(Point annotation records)
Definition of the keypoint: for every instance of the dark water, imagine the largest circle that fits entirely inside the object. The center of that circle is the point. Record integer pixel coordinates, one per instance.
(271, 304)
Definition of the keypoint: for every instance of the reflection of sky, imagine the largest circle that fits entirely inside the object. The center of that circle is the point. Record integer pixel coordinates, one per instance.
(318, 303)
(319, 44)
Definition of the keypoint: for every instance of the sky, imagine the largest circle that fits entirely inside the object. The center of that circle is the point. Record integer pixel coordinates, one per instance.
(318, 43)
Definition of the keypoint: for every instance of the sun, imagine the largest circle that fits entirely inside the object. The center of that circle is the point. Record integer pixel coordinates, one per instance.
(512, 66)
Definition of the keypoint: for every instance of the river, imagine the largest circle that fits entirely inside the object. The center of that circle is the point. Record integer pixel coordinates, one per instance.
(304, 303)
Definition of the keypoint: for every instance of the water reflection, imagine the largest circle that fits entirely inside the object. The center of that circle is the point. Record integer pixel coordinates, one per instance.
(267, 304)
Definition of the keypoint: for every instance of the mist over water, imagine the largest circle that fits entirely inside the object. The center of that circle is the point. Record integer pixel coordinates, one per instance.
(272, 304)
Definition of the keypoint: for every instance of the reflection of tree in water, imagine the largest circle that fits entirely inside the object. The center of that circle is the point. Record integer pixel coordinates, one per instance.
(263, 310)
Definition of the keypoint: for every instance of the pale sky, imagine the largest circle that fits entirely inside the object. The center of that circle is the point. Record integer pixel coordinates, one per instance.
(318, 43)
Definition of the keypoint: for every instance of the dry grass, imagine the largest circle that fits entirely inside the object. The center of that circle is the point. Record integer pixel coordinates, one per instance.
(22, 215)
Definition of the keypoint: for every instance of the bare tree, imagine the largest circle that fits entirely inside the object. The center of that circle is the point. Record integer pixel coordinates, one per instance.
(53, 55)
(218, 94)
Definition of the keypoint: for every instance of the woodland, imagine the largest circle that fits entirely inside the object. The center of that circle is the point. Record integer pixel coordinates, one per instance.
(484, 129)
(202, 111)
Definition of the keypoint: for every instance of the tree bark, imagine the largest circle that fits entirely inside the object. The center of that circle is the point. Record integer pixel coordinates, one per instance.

== Your goal ==
Every record should be given again exactly.

== Finished exercise ==
Definition of the keypoint: for every instance of the dark water, imagine the largest circle that fits entirely inside the object. The center of that circle is the point. Record integer pixel coordinates, one per instance.
(271, 304)
Definition of the keypoint: for every instance of the reflection of sky, imagine the largest circle that fits entirely inside the object. The center of that circle is the point. Record integer pixel coordinates, one per instance.
(318, 303)
(319, 44)
Definition of the keypoint: for every instance of the sky, imagine the largest circle that fits entirely inside the object. The center of that circle is the point. Record integer pixel coordinates, one per instance.
(318, 43)
Definition of the keypoint: for every instance of the sun, imagine the largest circle that fits entirely inside the object. The center of that circle is the point. Record integer pixel coordinates, one per instance.
(512, 66)
Definition of the keypoint: for every instance of the river, imagine the largest circle that fits entirely inside the object. The center of that circle is the point. Record integer pixel coordinates, one per instance.
(304, 303)
Definition of the keypoint: for every instance of the water reflection, imagine the largest circle that fits entirely inside the object. The center of that circle is the point. Record integer pixel coordinates, one per instance.
(267, 304)
Definition of the keypoint: for every instance of the mist over water, imagine the largest circle that fits entirely inside the object. The center of that circle is the point. Record integer pixel coordinates, one per instance.
(272, 304)
Definition of the keypoint: for every instance of the reflection of tree in water, imagine the largest circle that fits entirely inside the object. The center of that circle is the point. Record integer pixel coordinates, one per instance.
(263, 310)
Definition of the keypoint: for every instance of the pale sky, imagine the largest circle that fits entirely inside the object. The center of that circle is the point. Record integer pixel coordinates, one per instance.
(318, 43)
Definition of the keypoint: for every instance of the dry grass, imagine the largest circle that fits entirely inside the object. The center of that circle is the point. Record integer pixel coordinates, one per instance.
(22, 215)
Definition of the keypoint: for every instance of the bare tree, imagine the largest circle that fits entirely inside the object. The center of that circle is the point. Record integer pixel coordinates, one per instance.
(53, 55)
(218, 94)
Definition of the keypoint: for every instance of the woodland, imagine the largest circle that fits entirely inside the object. The center of that circle is the point. Record integer pixel coordinates, one per instance.
(484, 129)
(202, 111)
Definition of the keypoint: for every instance of the tree bark, imagine the largest circle that fits entirely inside the object. The center of that circle is the point. Record integer pixel coordinates, one per instance.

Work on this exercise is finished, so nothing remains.